__Assignment__. Reproduce word for word the stretch of the passage on multiple sclerosis and nanopore sequencing from "Methylation in the" through "no additional cost.".

Direct methylation detection with nanopore sequencing enables new view of multiple sclerosis

According to global estimates, nearly two million people have multiple sclerosis (MS) — a neurodegenerative, autoimmune disorder that affects the brain, spinal cord, and optic nerves¹. MS is a chronic disease that can be debilitating. It typically manifests in younger adults, between the ages of 20 and 40, and is more common in women². In some cases, symptoms are milder — such as fatigue or muscular tremors — while other cases progress to increasing levels of disability, with some losing the ability to walk.

Even with so many people affected and decades of research centered on MS, the specific biological mechanisms of the disorder have remained a mystery. Studies have identified that DNA methylation patterns may be associated with the pathogenesis of MS, and there is hope that medications targeting epigenetic factors could one day provide a new pathway for treating the disease. However, it has not been easy to characterise the epigenetic changes that may be associated with MS. Most methods for detecting methylation require a conversion step, such as bisulfite conversion, that provides an added layer of complexity and cost to workflows, as well as the opportunity to introduce errors that could affect experimental results when inappropriate conversion occurs.

Si et al. from the City University of Hong Kong, China, deployed nanopore sequencing from Oxford Nanopore Technologies to perform direct detection of methylation in an animal model of MS³. Their study underscores the value of ultra-rich data generated by nanopore sequencing for elucidating mechanisms of disease, and shows that direct methylation detection provides high-quality information about how epigenetics may influence the onset of MS.

Methylation in the mouse brain

The researchers turned to nanopore sequencing because of its track record in advancing epigenetic studies, noting that it ‘has been applied as a robust tool for investigating genomes, epigenomes, transcriptomes, and epitranscriptomes due to its rapid advances in detecting full-length transcript and base [modifications]’³. With high sensitivity, nanopore technology can detect methylation directly from native DNA — without the need for a conversion step. This capability means that DNA methylation and canonical base sequence data can be produced simultaneously with no additional cost.

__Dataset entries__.

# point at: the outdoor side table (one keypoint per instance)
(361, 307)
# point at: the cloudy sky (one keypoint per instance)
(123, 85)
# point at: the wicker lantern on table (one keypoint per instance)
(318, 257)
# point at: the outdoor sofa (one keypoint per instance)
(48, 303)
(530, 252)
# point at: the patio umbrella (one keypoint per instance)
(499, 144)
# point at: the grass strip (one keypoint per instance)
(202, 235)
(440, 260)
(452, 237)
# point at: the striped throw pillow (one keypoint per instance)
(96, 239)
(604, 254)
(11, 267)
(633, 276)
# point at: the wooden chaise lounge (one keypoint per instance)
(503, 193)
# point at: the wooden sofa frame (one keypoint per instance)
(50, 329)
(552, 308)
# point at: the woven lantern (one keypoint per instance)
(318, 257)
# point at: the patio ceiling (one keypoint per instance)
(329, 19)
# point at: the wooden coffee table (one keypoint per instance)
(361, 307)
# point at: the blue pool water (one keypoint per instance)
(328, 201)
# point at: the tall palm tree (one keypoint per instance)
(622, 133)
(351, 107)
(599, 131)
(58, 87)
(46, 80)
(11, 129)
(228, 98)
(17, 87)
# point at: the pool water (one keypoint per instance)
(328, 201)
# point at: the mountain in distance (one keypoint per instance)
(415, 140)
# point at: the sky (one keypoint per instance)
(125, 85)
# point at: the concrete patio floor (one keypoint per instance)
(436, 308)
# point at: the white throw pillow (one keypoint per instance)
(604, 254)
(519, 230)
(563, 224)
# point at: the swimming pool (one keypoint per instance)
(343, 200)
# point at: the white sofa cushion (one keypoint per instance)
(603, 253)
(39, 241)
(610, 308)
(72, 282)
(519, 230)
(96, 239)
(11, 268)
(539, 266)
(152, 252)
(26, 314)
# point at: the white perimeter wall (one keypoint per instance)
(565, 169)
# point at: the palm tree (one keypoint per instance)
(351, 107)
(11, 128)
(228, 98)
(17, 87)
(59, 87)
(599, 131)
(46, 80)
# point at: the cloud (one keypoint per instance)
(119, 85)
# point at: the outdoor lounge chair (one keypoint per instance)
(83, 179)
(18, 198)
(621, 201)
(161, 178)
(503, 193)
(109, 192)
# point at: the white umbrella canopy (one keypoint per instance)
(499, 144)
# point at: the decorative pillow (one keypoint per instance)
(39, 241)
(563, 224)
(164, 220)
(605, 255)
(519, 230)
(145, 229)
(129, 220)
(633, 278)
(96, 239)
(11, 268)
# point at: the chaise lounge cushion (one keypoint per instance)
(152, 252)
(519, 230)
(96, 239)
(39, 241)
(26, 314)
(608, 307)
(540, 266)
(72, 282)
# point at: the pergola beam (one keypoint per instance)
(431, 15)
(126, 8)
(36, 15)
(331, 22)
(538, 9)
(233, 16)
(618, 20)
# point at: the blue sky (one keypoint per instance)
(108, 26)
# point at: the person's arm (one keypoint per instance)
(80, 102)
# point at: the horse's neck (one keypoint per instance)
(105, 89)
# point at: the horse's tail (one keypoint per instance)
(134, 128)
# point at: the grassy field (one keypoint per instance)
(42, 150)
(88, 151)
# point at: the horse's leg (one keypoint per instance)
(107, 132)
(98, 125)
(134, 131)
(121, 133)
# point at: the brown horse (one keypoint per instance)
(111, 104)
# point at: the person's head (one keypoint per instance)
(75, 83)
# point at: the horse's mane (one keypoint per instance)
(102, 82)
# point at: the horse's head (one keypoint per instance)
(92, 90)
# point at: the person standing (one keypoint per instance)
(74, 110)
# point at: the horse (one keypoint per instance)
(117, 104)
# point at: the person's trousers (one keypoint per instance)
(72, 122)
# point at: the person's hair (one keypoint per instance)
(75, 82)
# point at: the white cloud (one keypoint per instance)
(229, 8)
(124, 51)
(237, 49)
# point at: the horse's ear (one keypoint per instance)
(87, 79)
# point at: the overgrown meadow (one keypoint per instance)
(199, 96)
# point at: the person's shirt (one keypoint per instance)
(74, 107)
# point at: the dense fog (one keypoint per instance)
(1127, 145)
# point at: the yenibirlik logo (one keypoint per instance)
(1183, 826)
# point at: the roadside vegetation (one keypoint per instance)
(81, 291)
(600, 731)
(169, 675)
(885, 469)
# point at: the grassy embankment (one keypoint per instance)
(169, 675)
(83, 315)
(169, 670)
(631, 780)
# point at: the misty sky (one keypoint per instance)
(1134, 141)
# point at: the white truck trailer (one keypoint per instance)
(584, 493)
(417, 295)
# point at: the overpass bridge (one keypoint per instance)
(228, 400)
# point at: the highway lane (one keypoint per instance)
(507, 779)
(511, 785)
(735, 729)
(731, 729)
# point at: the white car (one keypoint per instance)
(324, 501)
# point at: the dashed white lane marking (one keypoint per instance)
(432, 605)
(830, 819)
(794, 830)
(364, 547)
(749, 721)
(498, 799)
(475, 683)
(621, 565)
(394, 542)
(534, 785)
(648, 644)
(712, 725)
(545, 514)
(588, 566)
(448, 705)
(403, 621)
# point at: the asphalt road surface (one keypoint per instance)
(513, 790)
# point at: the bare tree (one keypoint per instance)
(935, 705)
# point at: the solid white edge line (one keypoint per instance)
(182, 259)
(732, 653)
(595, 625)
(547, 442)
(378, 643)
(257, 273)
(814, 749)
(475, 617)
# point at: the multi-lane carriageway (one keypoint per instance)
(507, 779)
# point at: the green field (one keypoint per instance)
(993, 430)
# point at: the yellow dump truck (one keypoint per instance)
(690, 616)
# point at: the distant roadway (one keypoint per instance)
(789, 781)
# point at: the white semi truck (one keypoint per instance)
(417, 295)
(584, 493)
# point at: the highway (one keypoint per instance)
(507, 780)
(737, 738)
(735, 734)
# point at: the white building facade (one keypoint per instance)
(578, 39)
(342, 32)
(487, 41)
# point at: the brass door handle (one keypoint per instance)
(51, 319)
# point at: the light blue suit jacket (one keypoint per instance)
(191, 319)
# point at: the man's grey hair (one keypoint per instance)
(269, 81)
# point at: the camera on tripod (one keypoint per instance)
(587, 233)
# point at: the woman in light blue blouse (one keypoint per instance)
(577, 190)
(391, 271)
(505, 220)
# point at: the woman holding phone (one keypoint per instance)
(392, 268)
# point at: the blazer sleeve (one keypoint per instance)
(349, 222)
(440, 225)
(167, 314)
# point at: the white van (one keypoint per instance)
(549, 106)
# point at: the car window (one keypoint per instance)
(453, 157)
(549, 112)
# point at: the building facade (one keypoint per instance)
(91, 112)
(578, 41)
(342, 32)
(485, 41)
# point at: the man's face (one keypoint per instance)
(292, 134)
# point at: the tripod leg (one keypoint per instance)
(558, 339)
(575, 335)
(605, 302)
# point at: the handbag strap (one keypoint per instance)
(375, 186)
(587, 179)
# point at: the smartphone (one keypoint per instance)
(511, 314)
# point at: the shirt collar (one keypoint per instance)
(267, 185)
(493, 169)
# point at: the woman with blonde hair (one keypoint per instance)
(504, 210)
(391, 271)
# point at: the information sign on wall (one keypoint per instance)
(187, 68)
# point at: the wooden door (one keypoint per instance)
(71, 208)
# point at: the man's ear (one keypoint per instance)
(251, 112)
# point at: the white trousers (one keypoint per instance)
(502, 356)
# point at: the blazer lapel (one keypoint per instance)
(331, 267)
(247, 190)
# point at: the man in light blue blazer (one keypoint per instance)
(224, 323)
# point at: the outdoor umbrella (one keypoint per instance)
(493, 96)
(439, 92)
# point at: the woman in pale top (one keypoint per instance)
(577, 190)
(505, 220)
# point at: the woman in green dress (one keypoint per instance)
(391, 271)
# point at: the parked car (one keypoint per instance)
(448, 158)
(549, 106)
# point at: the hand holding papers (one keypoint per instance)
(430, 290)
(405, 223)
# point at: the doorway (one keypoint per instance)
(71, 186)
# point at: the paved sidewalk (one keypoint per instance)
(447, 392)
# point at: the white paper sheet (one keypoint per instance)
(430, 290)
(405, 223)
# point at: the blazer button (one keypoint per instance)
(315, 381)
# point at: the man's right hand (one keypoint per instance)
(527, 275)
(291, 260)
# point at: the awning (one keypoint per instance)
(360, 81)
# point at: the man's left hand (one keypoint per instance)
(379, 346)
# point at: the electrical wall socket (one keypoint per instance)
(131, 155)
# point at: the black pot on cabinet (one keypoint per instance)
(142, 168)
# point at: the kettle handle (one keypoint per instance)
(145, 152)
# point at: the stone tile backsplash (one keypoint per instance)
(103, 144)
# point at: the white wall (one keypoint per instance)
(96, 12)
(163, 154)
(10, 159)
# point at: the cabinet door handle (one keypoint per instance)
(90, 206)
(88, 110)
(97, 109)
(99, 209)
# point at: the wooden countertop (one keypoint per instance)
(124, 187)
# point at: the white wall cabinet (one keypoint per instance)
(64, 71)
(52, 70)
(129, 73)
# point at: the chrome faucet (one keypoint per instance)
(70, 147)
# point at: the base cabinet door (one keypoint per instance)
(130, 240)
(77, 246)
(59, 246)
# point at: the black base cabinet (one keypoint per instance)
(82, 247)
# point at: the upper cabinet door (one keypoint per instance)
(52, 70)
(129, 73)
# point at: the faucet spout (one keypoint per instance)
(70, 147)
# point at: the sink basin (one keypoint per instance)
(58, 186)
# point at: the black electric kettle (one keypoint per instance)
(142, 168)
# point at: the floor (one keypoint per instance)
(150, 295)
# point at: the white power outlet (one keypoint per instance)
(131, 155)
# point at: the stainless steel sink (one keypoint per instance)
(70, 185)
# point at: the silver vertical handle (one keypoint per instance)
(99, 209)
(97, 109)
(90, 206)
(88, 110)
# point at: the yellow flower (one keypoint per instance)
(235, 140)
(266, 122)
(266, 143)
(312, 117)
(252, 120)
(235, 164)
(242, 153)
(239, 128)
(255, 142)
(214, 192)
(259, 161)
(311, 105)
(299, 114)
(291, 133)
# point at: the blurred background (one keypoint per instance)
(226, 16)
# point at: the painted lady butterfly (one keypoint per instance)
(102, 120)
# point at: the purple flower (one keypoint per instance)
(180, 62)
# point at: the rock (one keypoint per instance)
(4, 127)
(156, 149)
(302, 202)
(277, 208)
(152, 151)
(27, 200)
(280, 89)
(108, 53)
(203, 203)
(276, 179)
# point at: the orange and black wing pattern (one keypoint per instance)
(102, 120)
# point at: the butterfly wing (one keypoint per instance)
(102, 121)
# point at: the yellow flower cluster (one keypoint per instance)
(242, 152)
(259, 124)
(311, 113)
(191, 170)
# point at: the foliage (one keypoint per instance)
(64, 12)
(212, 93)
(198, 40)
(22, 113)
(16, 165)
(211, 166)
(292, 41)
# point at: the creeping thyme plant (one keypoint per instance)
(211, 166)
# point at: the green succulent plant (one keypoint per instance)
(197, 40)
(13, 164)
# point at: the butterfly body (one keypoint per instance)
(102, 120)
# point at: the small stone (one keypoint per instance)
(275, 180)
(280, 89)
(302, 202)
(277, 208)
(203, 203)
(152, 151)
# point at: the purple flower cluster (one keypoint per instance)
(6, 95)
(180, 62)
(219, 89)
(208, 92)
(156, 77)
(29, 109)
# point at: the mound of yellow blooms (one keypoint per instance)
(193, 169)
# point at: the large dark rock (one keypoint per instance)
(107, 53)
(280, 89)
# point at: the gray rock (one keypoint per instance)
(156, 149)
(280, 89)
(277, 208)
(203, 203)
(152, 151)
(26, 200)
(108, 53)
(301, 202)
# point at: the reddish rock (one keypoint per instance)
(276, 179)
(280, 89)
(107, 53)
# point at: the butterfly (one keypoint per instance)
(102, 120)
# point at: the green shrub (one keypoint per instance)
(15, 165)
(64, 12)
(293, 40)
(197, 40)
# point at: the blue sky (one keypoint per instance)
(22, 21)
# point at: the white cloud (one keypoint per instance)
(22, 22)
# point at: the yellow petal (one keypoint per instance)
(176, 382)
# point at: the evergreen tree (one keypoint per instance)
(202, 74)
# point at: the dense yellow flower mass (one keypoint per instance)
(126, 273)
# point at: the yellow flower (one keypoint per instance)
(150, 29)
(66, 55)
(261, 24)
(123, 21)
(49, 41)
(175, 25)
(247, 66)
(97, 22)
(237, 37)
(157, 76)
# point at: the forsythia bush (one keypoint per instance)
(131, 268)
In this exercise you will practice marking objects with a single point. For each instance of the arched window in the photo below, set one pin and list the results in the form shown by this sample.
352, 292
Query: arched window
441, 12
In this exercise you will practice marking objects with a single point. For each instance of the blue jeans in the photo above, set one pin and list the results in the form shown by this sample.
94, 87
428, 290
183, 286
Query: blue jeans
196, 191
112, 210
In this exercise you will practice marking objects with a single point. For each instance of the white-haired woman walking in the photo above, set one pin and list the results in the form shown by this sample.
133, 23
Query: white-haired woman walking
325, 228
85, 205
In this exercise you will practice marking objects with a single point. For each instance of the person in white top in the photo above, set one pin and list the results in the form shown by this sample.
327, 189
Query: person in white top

__Response to the exercise__.
Methylation in the mouse brain

The researchers turned to nanopore sequencing because of its track record in advancing epigenetic studies, noting that it ‘has been applied as a robust tool for investigating genomes, epigenomes, transcriptomes, and epitranscriptomes due to its rapid advances in detecting full-length transcript and base [modifications]’³. With high sensitivity, nanopore technology can detect methylation directly from native DNA — without the need for a conversion step. This capability means that DNA methylation and canonical base sequence data can be produced simultaneously with no additional cost.